■ **Given request 1**: Recast the rows starting at the line containing "Tag green pedal" and ending at the line containing "0, 247, 600, 399" as a numbered list, both of those lines included and blank lines left out.

As you no doubt appreciate, bookmakers regularly share news and information with each other in relation to their industry. This is to be expected.

However, what you may not appreciate is that there is strong evidence to suggest that bookmakers are sharing personal information regarding their players with other unrelated bookmakers. If this is occurring then it is illegal and immoral.

As an arber, what you need to understand is how to react to the possibility that your information is being shared among bookmakers. As we will describe below, there are two streams of information sharing: a) within the same ownership group of companies; and b) between unrelated bookmakers.

The reason being, once you are flagged as an arber and subsequently limited with one bookmaker it appears you can be quickly limited by other bookmakers.

  1. Shared player databases within the same ownership group

It is common for more than one bookmaker to be owned by the same group. This allows for economies of scale in relation to their required bankrolls and also reduces the risk of unbalanced books.

From a punter’s point of view, you can setup a player account (and secure the sign-up bonus) at each bookmaker, but the sports/leagues/lines provided and the odds offered are entirely the same.

Unfortunately, what is also the same is the betting limits of players that are registered with both bookmakers within the same ownership group. For example, if you have registered with Betsafe and also with Betsson then your betting limits will be shared across the two bookmakers – as soon as one is restricted then so will be the other.

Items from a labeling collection
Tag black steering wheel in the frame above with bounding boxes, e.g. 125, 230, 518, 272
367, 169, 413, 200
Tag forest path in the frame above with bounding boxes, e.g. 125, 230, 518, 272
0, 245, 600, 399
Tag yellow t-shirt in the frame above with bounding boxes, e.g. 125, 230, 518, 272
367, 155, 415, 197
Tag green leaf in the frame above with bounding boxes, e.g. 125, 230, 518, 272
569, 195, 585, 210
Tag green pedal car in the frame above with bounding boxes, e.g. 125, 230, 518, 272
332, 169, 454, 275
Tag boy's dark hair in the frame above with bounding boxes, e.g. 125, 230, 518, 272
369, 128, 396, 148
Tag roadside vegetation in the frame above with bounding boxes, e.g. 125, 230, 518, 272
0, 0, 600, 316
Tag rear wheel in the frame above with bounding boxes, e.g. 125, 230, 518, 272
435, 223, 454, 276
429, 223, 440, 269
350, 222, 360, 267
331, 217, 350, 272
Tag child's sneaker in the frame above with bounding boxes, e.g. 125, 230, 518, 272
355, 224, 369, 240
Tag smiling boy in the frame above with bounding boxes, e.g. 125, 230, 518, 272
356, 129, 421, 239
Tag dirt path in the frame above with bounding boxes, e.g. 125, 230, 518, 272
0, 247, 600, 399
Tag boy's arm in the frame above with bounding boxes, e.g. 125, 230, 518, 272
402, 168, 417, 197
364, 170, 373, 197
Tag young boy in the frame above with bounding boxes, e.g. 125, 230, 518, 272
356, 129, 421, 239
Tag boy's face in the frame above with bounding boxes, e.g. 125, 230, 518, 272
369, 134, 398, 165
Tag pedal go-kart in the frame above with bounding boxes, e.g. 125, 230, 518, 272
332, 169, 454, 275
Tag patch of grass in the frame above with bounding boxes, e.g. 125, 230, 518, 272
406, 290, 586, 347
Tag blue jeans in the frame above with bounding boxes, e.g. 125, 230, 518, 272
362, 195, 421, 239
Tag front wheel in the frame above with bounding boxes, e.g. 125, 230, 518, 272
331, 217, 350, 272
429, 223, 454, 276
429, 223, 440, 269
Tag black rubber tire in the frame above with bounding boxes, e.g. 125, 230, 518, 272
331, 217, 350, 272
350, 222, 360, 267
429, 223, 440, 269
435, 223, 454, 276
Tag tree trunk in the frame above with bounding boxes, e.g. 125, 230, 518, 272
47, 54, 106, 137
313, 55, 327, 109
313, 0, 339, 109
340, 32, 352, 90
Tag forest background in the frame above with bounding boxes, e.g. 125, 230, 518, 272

■ **Given request 2**: According to the passage on bookmakers, what happens to a player's betting limits at Betsson once that player is restricted at Betsafe?

■ **Answer 1**:
1. Tag green pedal car in the frame above with bounding boxes, e.g. 125, 230, 518, 272
2. 332, 169, 454, 275
3. Tag boy's dark hair in the frame above with bounding boxes, e.g. 125, 230, 518, 272
4. 369, 128, 396, 148
5. Tag roadside vegetation in the frame above with bounding boxes, e.g. 125, 230, 518, 272
6. 0, 0, 600, 316
7. Tag rear wheel in the frame above with bounding boxes, e.g. 125, 230, 518, 272
8. 435, 223, 454, 276
9. 429, 223, 440, 269
10. 350, 222, 360, 267
11. 331, 217, 350, 272
12. Tag child's sneaker in the frame above with bounding boxes, e.g. 125, 230, 518, 272
13. 355, 224, 369, 240
14. Tag smiling boy in the frame above with bounding boxes, e.g. 125, 230, 518, 272
15. 356, 129, 421, 239
16. Tag dirt path in the frame above with bounding boxes, e.g. 125, 230, 518, 272
17. 0, 247, 600, 399

■ **Answer 2**: They are restricted as well, because betting limits are shared across the two bookmakers in the same ownership group.